● WRITTEN REQUEST:
Can you give all the records again without altering a single character?
== LISTING ==
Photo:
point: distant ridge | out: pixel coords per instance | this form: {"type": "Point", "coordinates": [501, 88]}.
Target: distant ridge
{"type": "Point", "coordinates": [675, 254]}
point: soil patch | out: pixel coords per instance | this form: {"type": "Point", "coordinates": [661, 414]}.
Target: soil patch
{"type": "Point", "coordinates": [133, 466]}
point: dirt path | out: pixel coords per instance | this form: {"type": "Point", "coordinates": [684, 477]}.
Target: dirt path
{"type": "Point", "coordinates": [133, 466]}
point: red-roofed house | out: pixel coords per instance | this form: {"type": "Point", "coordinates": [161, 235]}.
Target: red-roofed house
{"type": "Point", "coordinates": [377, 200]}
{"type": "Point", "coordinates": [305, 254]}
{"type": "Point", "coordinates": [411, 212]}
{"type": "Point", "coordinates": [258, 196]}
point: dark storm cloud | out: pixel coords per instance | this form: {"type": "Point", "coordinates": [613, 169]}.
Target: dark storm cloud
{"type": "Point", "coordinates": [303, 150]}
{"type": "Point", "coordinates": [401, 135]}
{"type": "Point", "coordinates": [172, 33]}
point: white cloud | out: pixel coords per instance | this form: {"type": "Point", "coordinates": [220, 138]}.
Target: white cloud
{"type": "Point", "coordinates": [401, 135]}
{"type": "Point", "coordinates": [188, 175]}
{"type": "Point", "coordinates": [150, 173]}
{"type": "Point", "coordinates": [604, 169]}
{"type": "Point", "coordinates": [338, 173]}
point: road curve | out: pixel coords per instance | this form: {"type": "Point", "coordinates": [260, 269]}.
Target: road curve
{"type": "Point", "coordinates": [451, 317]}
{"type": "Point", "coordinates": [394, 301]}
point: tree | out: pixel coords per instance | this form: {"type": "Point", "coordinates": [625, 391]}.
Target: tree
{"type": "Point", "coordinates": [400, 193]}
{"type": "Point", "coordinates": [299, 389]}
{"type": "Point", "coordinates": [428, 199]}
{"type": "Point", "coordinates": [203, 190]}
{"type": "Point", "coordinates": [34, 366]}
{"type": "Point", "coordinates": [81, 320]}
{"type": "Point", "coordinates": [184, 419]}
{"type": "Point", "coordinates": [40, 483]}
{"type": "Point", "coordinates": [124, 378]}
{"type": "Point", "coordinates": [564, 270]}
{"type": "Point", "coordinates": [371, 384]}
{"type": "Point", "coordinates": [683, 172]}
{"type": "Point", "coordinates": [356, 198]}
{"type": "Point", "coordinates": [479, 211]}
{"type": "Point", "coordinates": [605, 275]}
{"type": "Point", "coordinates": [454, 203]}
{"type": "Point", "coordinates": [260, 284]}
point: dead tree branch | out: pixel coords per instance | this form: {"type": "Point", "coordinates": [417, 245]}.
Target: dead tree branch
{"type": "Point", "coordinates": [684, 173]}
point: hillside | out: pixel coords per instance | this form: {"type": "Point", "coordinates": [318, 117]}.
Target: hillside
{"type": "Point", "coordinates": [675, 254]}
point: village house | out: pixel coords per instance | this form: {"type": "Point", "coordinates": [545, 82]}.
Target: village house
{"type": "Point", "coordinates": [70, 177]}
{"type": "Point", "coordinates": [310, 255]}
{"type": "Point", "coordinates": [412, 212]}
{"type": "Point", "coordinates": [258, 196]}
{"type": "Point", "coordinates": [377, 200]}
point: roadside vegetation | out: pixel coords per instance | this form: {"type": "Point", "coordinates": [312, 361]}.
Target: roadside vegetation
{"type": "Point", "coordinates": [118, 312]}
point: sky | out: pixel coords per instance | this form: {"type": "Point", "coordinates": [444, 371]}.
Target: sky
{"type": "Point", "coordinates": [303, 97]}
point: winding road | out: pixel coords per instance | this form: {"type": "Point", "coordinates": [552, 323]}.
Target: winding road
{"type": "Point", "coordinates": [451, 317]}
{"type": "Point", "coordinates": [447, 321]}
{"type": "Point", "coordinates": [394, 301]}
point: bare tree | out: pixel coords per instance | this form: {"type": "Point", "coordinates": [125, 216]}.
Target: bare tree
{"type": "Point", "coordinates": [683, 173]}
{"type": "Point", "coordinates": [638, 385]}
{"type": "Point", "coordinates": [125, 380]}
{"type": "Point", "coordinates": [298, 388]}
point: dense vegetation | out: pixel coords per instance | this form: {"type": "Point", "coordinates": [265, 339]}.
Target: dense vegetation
===
● RESPONSE:
Photo:
point: distant ridge | out: pixel coords per instance | this form: {"type": "Point", "coordinates": [501, 88]}.
Target: distant ridge
{"type": "Point", "coordinates": [675, 254]}
point: soil patch | out: pixel coords per instance | this form: {"type": "Point", "coordinates": [661, 414]}.
Target: soil patch
{"type": "Point", "coordinates": [133, 466]}
point: dirt path | out: pixel coords per instance | this form: {"type": "Point", "coordinates": [684, 477]}.
Target: dirt path
{"type": "Point", "coordinates": [133, 466]}
point: red-roofed house | out: pixel coords per instance | this form: {"type": "Point", "coordinates": [161, 235]}.
Target: red-roofed house
{"type": "Point", "coordinates": [377, 200]}
{"type": "Point", "coordinates": [305, 254]}
{"type": "Point", "coordinates": [411, 212]}
{"type": "Point", "coordinates": [258, 196]}
point: dark storm cloud | out: pixel coords per instance | this form: {"type": "Point", "coordinates": [613, 169]}.
Target: dark storm cloud
{"type": "Point", "coordinates": [303, 150]}
{"type": "Point", "coordinates": [401, 135]}
{"type": "Point", "coordinates": [172, 33]}
point: white cloud | out: pixel coords per instance | this form: {"type": "Point", "coordinates": [220, 138]}.
Target: white cloud
{"type": "Point", "coordinates": [401, 135]}
{"type": "Point", "coordinates": [188, 175]}
{"type": "Point", "coordinates": [150, 173]}
{"type": "Point", "coordinates": [604, 169]}
{"type": "Point", "coordinates": [338, 173]}
point: road curve | out: pixel coords per instance | this form: {"type": "Point", "coordinates": [260, 269]}.
Target: road curve
{"type": "Point", "coordinates": [451, 317]}
{"type": "Point", "coordinates": [394, 301]}
point: tree | out: pixel coords per instance | this form: {"type": "Point", "coordinates": [625, 391]}.
Target: tree
{"type": "Point", "coordinates": [400, 193]}
{"type": "Point", "coordinates": [299, 389]}
{"type": "Point", "coordinates": [428, 199]}
{"type": "Point", "coordinates": [203, 190]}
{"type": "Point", "coordinates": [34, 366]}
{"type": "Point", "coordinates": [81, 320]}
{"type": "Point", "coordinates": [184, 419]}
{"type": "Point", "coordinates": [40, 483]}
{"type": "Point", "coordinates": [124, 378]}
{"type": "Point", "coordinates": [564, 270]}
{"type": "Point", "coordinates": [371, 384]}
{"type": "Point", "coordinates": [683, 172]}
{"type": "Point", "coordinates": [356, 198]}
{"type": "Point", "coordinates": [479, 211]}
{"type": "Point", "coordinates": [605, 275]}
{"type": "Point", "coordinates": [454, 203]}
{"type": "Point", "coordinates": [260, 284]}
point: dead tree branch | out: pixel coords per instance | this form: {"type": "Point", "coordinates": [417, 245]}.
Target: dead tree branch
{"type": "Point", "coordinates": [684, 173]}
point: hillside | out: pixel coords per instance | this form: {"type": "Point", "coordinates": [318, 117]}.
Target: hillside
{"type": "Point", "coordinates": [675, 254]}
point: village house | out: pixel coords per instance | this form: {"type": "Point", "coordinates": [545, 82]}.
Target: village house
{"type": "Point", "coordinates": [70, 177]}
{"type": "Point", "coordinates": [310, 255]}
{"type": "Point", "coordinates": [412, 212]}
{"type": "Point", "coordinates": [258, 196]}
{"type": "Point", "coordinates": [377, 200]}
point: roadside vegetation | out: pixel coords per instance | this form: {"type": "Point", "coordinates": [312, 361]}.
Target: roadside vegetation
{"type": "Point", "coordinates": [118, 312]}
point: sky | out: pixel coords per instance | this form: {"type": "Point", "coordinates": [444, 371]}.
Target: sky
{"type": "Point", "coordinates": [303, 97]}
point: winding road | out: pixel coords per instance | this form: {"type": "Point", "coordinates": [552, 323]}.
Target: winding road
{"type": "Point", "coordinates": [451, 317]}
{"type": "Point", "coordinates": [447, 321]}
{"type": "Point", "coordinates": [394, 301]}
point: bare tree | out: pixel coords per instance | this form: {"type": "Point", "coordinates": [125, 216]}.
Target: bare tree
{"type": "Point", "coordinates": [683, 173]}
{"type": "Point", "coordinates": [638, 385]}
{"type": "Point", "coordinates": [125, 380]}
{"type": "Point", "coordinates": [298, 388]}
point: dense vegetation | out: pixel coords per instance | this form: {"type": "Point", "coordinates": [265, 339]}.
Target: dense vegetation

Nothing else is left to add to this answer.